Brief.
What you give back must match the data exactly, minus the pictures.

(Provided data)

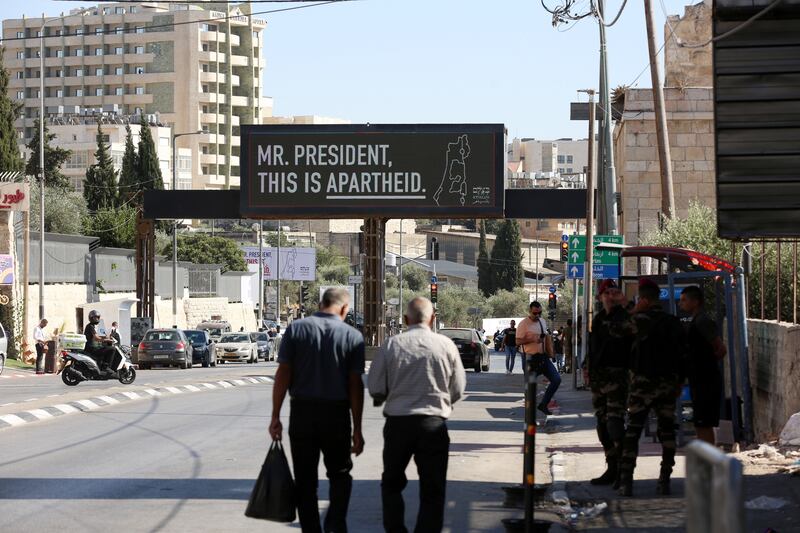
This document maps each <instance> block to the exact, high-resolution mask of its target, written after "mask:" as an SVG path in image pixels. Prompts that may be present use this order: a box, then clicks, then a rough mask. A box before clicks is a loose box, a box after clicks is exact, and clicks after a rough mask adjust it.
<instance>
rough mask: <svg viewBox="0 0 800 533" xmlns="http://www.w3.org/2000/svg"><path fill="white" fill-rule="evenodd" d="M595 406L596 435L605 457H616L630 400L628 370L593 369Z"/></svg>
mask: <svg viewBox="0 0 800 533" xmlns="http://www.w3.org/2000/svg"><path fill="white" fill-rule="evenodd" d="M590 384H591V388H592V408H593V409H594V416H595V417H596V418H597V436H598V438H599V439H600V444H602V445H603V451H604V452H605V455H606V460H607V461H609V460H616V459H618V456H619V454H620V448H621V446H622V440H623V438H624V436H625V408H626V406H627V402H628V370H627V369H625V368H617V367H600V368H595V369H591V379H590Z"/></svg>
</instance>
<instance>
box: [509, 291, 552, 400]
mask: <svg viewBox="0 0 800 533" xmlns="http://www.w3.org/2000/svg"><path fill="white" fill-rule="evenodd" d="M516 341H517V346H518V347H519V350H520V352H521V353H522V357H523V364H526V363H527V362H526V361H525V359H528V358H530V360H531V365H532V366H531V368H533V370H534V372H535V373H536V375H540V374H544V376H545V377H546V378H547V379H548V380H549V382H550V383H548V385H547V390H545V391H544V396H543V397H542V401H541V402H539V405H537V406H536V408H537V409H539V411H541V412H543V413H544V414H546V415H551V414H553V413H551V412H550V409H548V407H547V406H548V405H550V400H552V399H553V396H554V395H555V393H556V391H557V390H558V387H559V386H560V385H561V376H560V375H559V374H558V370H556V367H555V365H553V359H552V358H553V339H552V338H551V337H550V336H549V335H548V334H547V322H545V320H544V319H543V318H542V304H540V303H539V302H535V301H534V302H531V304H530V306H529V307H528V316H527V317H525V318H523V319H522V320H521V321H520V323H519V326H517V338H516ZM523 368H526V367H523Z"/></svg>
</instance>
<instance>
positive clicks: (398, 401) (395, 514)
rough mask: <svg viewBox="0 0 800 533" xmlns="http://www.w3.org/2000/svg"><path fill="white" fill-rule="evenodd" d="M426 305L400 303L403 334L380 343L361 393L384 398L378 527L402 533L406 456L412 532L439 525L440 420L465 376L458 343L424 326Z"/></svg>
mask: <svg viewBox="0 0 800 533" xmlns="http://www.w3.org/2000/svg"><path fill="white" fill-rule="evenodd" d="M434 320H435V316H434V313H433V304H431V302H430V300H428V299H427V298H422V297H418V298H414V299H413V300H411V301H410V302H409V303H408V308H407V311H406V323H407V324H408V328H407V329H406V331H405V332H403V333H400V334H399V335H395V336H394V337H392V338H390V339H389V340H387V341H386V342H385V343H384V344H383V346H381V349H380V351H379V352H378V355H377V356H376V358H375V360H374V361H373V362H372V366H371V367H370V372H369V378H368V384H369V393H370V395H371V396H372V397H373V398H375V399H376V401H377V402H381V401H384V400H385V402H386V404H385V406H384V409H383V414H384V416H385V417H386V424H385V425H384V428H383V442H384V444H383V475H382V477H381V499H382V500H383V527H384V529H385V530H386V531H387V532H390V533H394V532H403V533H404V532H406V531H407V529H406V527H405V523H404V516H405V502H404V501H403V489H405V487H406V484H407V482H408V480H407V479H406V474H405V471H406V467H407V466H408V463H409V461H410V460H411V458H412V457H413V458H414V462H415V463H416V465H417V472H418V474H419V502H420V503H419V512H418V513H417V522H416V526H415V528H414V531H415V532H420V533H422V532H437V531H441V530H442V525H443V523H444V507H445V490H446V484H447V458H448V453H449V450H450V437H449V435H448V432H447V418H448V417H449V416H450V413H451V412H452V410H453V404H454V403H455V402H457V401H458V400H459V399H461V397H462V396H463V394H464V387H465V385H466V375H465V372H464V367H463V366H462V364H461V357H460V356H459V354H458V348H457V347H456V345H455V344H454V343H453V341H451V340H450V339H449V338H447V337H445V336H444V335H440V334H438V333H434V332H433V331H432V330H431V327H432V326H433V323H434Z"/></svg>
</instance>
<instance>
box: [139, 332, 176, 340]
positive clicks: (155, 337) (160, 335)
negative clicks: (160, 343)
mask: <svg viewBox="0 0 800 533" xmlns="http://www.w3.org/2000/svg"><path fill="white" fill-rule="evenodd" d="M144 340H146V341H173V342H177V341H179V340H181V336H180V334H178V332H177V331H150V332H148V333H147V336H145V338H144Z"/></svg>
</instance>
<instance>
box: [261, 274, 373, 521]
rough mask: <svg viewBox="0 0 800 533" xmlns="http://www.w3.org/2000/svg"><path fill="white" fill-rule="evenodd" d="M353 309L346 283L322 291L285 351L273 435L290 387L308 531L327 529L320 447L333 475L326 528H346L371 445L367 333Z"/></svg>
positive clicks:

(End Provided data)

Answer.
This document maps each <instance> block to the exact, high-resolution mask of its target, written after "mask:" as an SVG path in image pixels. Prompts that may be present use this order: a box, then clicks, then a rough mask. A box before clicks is a loose box, a box after clicks is exact, and clicks after a rough mask adjust it.
<instance>
rough mask: <svg viewBox="0 0 800 533" xmlns="http://www.w3.org/2000/svg"><path fill="white" fill-rule="evenodd" d="M595 406L596 435L605 457H616L630 400L628 370L593 369Z"/></svg>
mask: <svg viewBox="0 0 800 533" xmlns="http://www.w3.org/2000/svg"><path fill="white" fill-rule="evenodd" d="M590 384H591V388H592V408H593V409H594V416H595V417H596V418H597V436H598V438H599V439H600V444H602V445H603V451H604V452H605V455H606V460H607V461H609V460H616V459H618V456H619V454H620V448H621V446H622V440H623V438H624V436H625V408H626V406H627V402H628V370H627V369H625V368H617V367H600V368H595V369H591V379H590Z"/></svg>
</instance>
<instance>
box: [509, 291, 552, 400]
mask: <svg viewBox="0 0 800 533" xmlns="http://www.w3.org/2000/svg"><path fill="white" fill-rule="evenodd" d="M516 341H517V346H518V347H519V350H520V352H521V353H522V357H523V364H526V363H527V362H526V361H525V359H528V358H530V360H531V365H532V366H531V368H533V370H534V372H535V373H536V375H540V374H544V376H545V377H546V378H547V379H548V380H549V382H550V383H548V385H547V390H545V391H544V396H543V397H542V401H541V402H539V405H537V406H536V408H537V409H539V411H541V412H543V413H544V414H546V415H551V414H553V413H551V412H550V409H548V407H547V406H548V405H550V400H552V399H553V396H554V395H555V393H556V391H557V390H558V387H559V386H560V385H561V376H560V375H559V374H558V370H556V367H555V365H553V359H552V358H553V339H552V338H551V337H550V336H549V335H548V334H547V322H545V320H544V319H543V318H542V304H540V303H539V302H535V301H534V302H531V304H530V306H529V307H528V316H527V317H525V318H523V319H522V320H521V321H520V323H519V326H517V338H516ZM523 368H526V367H523Z"/></svg>
</instance>
<instance>
positive clicks: (398, 401) (395, 514)
rough mask: <svg viewBox="0 0 800 533" xmlns="http://www.w3.org/2000/svg"><path fill="white" fill-rule="evenodd" d="M426 305L400 303L403 334L380 343L361 393L384 398L378 527L402 533L406 456L412 532L439 525L440 420L465 376L458 343L424 326Z"/></svg>
mask: <svg viewBox="0 0 800 533" xmlns="http://www.w3.org/2000/svg"><path fill="white" fill-rule="evenodd" d="M434 320H435V316H434V313H433V304H431V302H430V300H428V299H427V298H422V297H418V298H414V299H413V300H411V301H410V302H409V303H408V308H407V311H406V323H407V324H408V328H407V329H406V331H405V332H403V333H400V334H399V335H395V336H394V337H392V338H390V339H389V340H387V341H386V342H385V343H384V344H383V346H381V349H380V351H379V352H378V355H377V356H376V358H375V360H374V361H373V362H372V366H371V367H370V372H369V378H368V384H369V393H370V395H371V396H372V397H373V398H375V399H376V401H377V402H381V401H384V400H385V402H386V404H385V406H384V409H383V414H384V416H385V417H386V424H385V425H384V428H383V442H384V444H383V475H382V477H381V499H382V500H383V527H384V529H385V530H386V531H387V532H390V533H394V532H403V533H404V532H406V531H407V529H406V527H405V523H404V516H405V502H404V501H403V489H405V487H406V484H407V482H408V480H407V479H406V474H405V471H406V467H407V466H408V463H409V461H410V460H411V458H412V457H413V458H414V462H415V463H416V465H417V472H418V474H419V502H420V503H419V512H418V513H417V522H416V526H415V528H414V531H415V532H420V533H422V532H437V531H441V530H442V525H443V523H444V507H445V490H446V484H447V458H448V453H449V450H450V437H449V435H448V432H447V418H448V417H449V416H450V413H451V412H452V410H453V404H454V403H455V402H457V401H458V400H459V399H461V397H462V396H463V394H464V387H465V385H466V375H465V372H464V367H463V366H462V364H461V357H460V356H459V354H458V348H457V347H456V345H455V344H454V343H453V341H451V340H450V339H449V338H447V337H445V336H444V335H440V334H438V333H434V332H433V331H432V330H431V327H432V326H433V323H434Z"/></svg>
</instance>
<instance>
box: [139, 332, 176, 340]
positive clicks: (155, 337) (160, 335)
negative clicks: (160, 343)
mask: <svg viewBox="0 0 800 533" xmlns="http://www.w3.org/2000/svg"><path fill="white" fill-rule="evenodd" d="M144 340H146V341H173V342H177V341H179V340H181V336H180V334H178V332H177V331H150V332H148V333H147V336H145V338H144Z"/></svg>
</instance>
<instance>
box: [261, 274, 373, 521]
rough mask: <svg viewBox="0 0 800 533" xmlns="http://www.w3.org/2000/svg"><path fill="white" fill-rule="evenodd" d="M353 309L346 283L322 291L285 351L273 435L290 387L308 531L327 529L320 447L333 475L326 528H346L371 445L367 333Z"/></svg>
positive clicks:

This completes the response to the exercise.